(Tarea a realizar)
Selecciona y copia cada línea de los registros que contenga la cadena "broken", distinguiendo entre mayúsculas y minúsculas.

(Registros de datos)

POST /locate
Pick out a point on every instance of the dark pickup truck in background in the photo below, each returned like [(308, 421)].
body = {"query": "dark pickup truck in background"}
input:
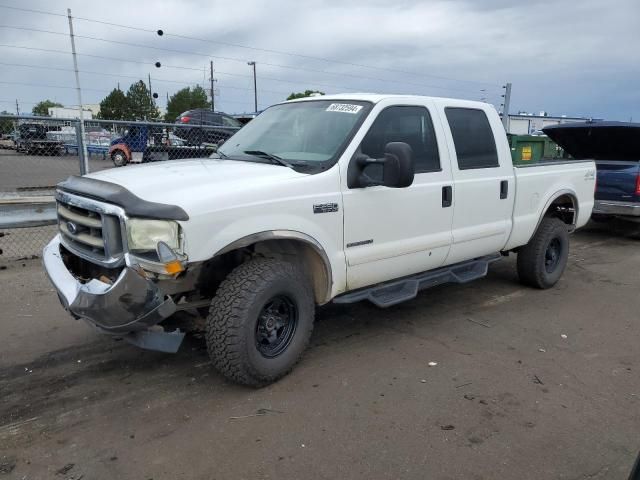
[(615, 146)]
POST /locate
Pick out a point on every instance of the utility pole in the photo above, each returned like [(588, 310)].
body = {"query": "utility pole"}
[(255, 87), (213, 104), (151, 94), (15, 124), (505, 105), (84, 163)]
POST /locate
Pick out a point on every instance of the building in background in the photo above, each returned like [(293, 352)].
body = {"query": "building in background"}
[(528, 123), (72, 112)]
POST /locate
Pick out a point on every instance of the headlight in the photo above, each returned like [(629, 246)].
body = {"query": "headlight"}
[(144, 235)]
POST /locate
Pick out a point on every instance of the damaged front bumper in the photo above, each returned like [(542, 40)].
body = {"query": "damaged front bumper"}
[(129, 307)]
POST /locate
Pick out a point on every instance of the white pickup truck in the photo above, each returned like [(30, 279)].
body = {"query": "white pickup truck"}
[(337, 198)]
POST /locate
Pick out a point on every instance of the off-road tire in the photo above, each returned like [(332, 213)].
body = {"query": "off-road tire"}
[(533, 257), (234, 314)]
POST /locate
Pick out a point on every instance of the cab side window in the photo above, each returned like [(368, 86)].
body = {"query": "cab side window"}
[(408, 124), (473, 138)]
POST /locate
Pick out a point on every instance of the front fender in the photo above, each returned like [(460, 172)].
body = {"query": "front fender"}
[(201, 245)]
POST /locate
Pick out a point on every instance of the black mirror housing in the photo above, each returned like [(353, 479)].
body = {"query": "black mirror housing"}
[(398, 167)]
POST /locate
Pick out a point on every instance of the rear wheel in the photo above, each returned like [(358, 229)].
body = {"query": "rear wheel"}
[(119, 158), (542, 261), (260, 321)]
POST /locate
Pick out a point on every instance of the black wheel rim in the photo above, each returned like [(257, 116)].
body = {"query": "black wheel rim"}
[(276, 326), (552, 255)]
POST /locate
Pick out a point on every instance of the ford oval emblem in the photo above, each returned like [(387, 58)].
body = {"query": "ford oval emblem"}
[(72, 227)]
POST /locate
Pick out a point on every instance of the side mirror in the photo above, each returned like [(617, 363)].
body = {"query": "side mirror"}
[(397, 168)]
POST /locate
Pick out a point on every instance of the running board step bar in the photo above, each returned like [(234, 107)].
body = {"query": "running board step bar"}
[(398, 291)]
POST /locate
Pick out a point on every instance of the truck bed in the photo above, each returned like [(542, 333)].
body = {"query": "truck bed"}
[(540, 181)]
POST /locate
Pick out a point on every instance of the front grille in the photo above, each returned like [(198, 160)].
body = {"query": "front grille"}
[(90, 233)]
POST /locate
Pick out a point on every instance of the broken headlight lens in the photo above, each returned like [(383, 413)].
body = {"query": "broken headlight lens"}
[(144, 235)]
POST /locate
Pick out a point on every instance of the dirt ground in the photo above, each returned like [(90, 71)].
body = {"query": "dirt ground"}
[(528, 385)]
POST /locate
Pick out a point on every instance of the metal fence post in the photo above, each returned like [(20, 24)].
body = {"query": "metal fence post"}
[(84, 162)]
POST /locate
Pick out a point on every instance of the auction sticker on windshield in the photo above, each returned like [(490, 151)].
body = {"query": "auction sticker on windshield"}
[(344, 108)]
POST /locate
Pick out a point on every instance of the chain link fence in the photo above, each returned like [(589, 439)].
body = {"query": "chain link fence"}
[(36, 153)]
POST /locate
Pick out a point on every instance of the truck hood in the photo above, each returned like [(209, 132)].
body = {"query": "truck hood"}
[(598, 140), (183, 182)]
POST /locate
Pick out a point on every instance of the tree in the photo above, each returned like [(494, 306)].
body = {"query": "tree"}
[(140, 103), (186, 99), (42, 108), (115, 106), (307, 93)]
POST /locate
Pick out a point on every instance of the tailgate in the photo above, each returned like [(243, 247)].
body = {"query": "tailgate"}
[(615, 146), (617, 181)]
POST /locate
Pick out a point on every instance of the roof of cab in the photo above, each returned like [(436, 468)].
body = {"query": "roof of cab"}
[(377, 97)]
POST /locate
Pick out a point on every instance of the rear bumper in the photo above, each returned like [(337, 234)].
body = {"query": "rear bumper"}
[(610, 207), (132, 303)]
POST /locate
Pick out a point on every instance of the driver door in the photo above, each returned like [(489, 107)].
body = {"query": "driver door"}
[(394, 232)]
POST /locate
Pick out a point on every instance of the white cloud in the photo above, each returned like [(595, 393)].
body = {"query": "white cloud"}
[(562, 56)]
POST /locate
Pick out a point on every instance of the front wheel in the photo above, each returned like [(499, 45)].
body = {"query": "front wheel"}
[(119, 158), (260, 321), (542, 261)]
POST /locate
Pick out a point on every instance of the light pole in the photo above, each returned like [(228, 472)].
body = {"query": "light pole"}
[(255, 88)]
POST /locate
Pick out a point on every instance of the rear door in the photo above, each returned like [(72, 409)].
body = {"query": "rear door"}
[(483, 182)]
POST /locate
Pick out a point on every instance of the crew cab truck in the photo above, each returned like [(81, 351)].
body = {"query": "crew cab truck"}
[(338, 198)]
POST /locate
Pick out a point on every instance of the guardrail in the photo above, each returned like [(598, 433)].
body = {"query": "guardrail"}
[(24, 212)]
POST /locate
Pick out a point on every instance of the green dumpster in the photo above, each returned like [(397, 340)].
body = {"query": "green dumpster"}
[(530, 149)]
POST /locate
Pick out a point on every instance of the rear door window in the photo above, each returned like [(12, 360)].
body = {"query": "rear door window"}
[(473, 138)]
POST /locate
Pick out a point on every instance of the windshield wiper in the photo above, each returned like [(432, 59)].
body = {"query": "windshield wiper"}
[(269, 156)]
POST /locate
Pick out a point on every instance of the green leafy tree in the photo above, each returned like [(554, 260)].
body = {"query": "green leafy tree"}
[(42, 108), (6, 125), (306, 93), (140, 103), (115, 106), (186, 99)]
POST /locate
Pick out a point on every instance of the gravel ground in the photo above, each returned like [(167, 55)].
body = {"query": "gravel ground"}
[(528, 385)]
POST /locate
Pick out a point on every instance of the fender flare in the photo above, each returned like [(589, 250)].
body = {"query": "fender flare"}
[(286, 235), (566, 191)]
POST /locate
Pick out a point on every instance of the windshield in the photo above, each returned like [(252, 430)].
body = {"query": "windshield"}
[(312, 133)]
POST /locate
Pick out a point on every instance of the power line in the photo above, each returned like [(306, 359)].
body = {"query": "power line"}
[(114, 59), (236, 59), (266, 50), (135, 77)]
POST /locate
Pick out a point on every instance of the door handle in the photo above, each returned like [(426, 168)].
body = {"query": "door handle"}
[(447, 196), (504, 189)]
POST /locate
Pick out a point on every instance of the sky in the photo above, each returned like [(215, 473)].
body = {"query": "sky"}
[(574, 58)]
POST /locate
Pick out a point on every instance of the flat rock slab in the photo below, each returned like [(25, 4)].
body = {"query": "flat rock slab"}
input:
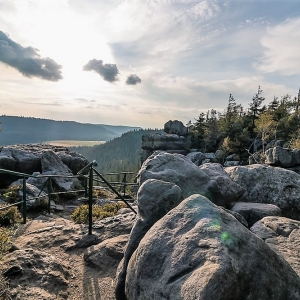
[(282, 235), (253, 212), (200, 252), (39, 274)]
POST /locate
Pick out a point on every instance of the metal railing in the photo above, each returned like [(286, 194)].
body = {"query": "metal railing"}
[(88, 174)]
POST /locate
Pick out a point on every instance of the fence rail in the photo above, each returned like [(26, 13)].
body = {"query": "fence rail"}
[(88, 174)]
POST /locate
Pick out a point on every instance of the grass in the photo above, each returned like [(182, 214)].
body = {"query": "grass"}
[(81, 213)]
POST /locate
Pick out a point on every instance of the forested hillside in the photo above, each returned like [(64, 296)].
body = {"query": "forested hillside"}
[(119, 154), (237, 128), (23, 130)]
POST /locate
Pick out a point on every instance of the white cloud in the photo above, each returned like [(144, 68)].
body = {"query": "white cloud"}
[(281, 49)]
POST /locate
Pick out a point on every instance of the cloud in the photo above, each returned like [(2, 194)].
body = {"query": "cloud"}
[(281, 49), (27, 60), (133, 79), (109, 72)]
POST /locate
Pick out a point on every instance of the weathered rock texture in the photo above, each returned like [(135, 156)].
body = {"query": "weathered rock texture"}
[(198, 251), (283, 236), (175, 140), (253, 212), (51, 279), (270, 185), (210, 180), (52, 165), (27, 159), (282, 157), (175, 127), (155, 199)]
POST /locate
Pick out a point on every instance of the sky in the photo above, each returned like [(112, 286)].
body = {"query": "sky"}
[(144, 62)]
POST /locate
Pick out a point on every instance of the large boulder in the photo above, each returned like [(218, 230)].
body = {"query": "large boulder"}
[(253, 212), (52, 165), (196, 157), (180, 170), (159, 141), (270, 185), (175, 127), (282, 235), (27, 159), (106, 256), (282, 157), (155, 199), (199, 251), (38, 272)]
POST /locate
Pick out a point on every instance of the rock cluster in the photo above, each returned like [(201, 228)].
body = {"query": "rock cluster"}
[(32, 158), (184, 245), (41, 161), (177, 139)]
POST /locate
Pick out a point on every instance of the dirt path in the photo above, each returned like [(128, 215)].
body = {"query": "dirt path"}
[(58, 249)]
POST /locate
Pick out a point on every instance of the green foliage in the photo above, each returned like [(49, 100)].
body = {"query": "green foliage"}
[(81, 213), (12, 194), (9, 216), (4, 240), (24, 130), (236, 128)]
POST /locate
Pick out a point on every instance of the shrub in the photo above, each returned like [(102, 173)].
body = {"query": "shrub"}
[(4, 288), (12, 194), (4, 240), (81, 213), (9, 216)]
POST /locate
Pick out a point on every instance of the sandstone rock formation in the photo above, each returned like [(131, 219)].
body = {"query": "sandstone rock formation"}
[(282, 157), (253, 212), (27, 159), (282, 235), (155, 199), (178, 169), (270, 185), (52, 165), (175, 127), (198, 251)]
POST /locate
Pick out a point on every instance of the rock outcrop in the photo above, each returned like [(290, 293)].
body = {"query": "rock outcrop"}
[(253, 212), (198, 251), (52, 165), (38, 272), (282, 157), (27, 159), (174, 140), (155, 199), (270, 185), (282, 235), (211, 181)]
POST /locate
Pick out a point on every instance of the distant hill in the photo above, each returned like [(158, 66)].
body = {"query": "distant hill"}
[(119, 154), (26, 130)]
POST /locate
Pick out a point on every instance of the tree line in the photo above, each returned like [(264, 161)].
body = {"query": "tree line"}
[(120, 154), (236, 128)]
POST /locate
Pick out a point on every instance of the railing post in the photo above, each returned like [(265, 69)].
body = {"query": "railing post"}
[(124, 184), (24, 201), (90, 200), (49, 194), (85, 187)]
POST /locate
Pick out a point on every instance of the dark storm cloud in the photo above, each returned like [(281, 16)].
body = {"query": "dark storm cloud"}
[(133, 79), (108, 72), (27, 60)]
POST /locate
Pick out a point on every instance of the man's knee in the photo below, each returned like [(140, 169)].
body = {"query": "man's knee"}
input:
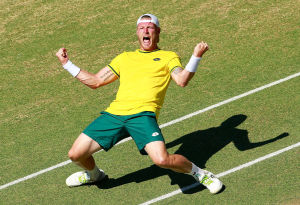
[(161, 161), (73, 155)]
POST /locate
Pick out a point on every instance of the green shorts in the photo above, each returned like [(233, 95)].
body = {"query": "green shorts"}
[(109, 129)]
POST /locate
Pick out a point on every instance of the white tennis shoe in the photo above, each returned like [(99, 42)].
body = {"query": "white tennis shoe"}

(Solución por escrito)
Pick out a point on every instance of the broken headlight lens in the photo above, each returned like [(383, 413)].
body = {"query": "broken headlight lens"}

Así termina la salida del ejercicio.